Given request: Rewrite the stretch of records from the line containing "Target: camouflage cap" through the end of the records, keeping every line including the requests, but multiply each coordinate in the answers by 1.85 and round to whole numbers, with halves rounded up.

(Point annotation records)

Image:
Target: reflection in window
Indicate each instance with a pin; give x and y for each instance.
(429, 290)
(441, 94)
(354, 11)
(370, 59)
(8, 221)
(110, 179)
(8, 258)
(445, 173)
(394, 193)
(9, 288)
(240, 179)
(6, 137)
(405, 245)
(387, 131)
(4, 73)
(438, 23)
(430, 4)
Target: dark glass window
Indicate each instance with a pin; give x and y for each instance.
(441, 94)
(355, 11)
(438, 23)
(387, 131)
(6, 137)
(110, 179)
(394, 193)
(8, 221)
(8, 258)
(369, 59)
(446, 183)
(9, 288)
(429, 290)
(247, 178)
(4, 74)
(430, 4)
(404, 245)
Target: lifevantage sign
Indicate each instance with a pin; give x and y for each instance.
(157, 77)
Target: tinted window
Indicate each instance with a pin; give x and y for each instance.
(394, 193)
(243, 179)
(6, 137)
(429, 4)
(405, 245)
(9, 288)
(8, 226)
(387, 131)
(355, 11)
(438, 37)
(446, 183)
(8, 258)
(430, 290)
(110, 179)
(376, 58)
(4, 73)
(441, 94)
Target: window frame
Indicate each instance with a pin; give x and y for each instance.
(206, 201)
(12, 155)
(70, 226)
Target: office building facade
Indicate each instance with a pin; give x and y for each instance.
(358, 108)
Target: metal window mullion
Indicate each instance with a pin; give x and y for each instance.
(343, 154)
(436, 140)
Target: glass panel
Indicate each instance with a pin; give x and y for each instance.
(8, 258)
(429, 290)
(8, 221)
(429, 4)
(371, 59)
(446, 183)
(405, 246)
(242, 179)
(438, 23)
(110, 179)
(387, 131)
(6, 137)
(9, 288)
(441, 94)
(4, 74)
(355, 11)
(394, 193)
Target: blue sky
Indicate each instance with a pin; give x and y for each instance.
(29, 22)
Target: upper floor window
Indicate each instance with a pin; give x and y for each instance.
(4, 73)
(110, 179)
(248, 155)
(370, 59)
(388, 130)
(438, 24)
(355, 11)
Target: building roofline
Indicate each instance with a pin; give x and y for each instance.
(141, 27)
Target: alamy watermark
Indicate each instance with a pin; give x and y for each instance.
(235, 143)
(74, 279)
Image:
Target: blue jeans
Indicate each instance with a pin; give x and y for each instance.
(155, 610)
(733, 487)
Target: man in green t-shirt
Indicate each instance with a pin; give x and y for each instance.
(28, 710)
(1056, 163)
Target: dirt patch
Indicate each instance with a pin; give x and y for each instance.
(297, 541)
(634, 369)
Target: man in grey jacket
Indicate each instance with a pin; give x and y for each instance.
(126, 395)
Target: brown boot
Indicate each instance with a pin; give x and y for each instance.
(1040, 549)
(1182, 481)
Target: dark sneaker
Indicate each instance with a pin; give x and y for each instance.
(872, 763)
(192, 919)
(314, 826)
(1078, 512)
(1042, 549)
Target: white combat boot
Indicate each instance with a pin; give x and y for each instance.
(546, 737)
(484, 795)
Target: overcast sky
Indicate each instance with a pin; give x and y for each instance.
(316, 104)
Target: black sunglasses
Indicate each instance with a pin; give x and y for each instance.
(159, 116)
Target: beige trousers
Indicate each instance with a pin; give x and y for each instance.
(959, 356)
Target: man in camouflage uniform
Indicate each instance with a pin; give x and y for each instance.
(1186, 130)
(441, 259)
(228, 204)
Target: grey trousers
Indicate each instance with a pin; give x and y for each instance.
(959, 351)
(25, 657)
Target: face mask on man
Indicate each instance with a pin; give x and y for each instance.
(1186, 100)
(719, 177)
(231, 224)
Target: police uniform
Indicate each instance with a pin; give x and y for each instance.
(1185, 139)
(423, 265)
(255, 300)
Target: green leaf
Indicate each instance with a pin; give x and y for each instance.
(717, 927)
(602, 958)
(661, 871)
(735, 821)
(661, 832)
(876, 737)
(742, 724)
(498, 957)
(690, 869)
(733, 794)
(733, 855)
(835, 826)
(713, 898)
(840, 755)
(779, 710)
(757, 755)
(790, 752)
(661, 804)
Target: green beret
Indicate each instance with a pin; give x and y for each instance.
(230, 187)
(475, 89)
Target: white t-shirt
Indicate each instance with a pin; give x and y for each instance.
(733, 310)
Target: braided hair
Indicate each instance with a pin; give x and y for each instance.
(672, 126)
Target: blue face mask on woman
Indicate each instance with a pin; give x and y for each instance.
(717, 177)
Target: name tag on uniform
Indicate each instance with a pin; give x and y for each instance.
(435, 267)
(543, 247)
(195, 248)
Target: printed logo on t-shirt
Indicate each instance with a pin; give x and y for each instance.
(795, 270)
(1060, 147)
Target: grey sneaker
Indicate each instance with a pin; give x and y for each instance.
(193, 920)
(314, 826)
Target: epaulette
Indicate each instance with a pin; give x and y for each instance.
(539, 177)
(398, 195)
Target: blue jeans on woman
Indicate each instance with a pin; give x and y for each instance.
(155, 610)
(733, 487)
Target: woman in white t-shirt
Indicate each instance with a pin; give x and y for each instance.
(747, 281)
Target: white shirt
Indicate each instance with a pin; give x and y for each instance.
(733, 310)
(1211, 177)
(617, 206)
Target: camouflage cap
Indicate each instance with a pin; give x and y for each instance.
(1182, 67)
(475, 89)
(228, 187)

Exercise answer:
Target: camouflage cap
Indicate each instance with a pin; give x and y for each instance.
(2187, 124)
(879, 165)
(422, 346)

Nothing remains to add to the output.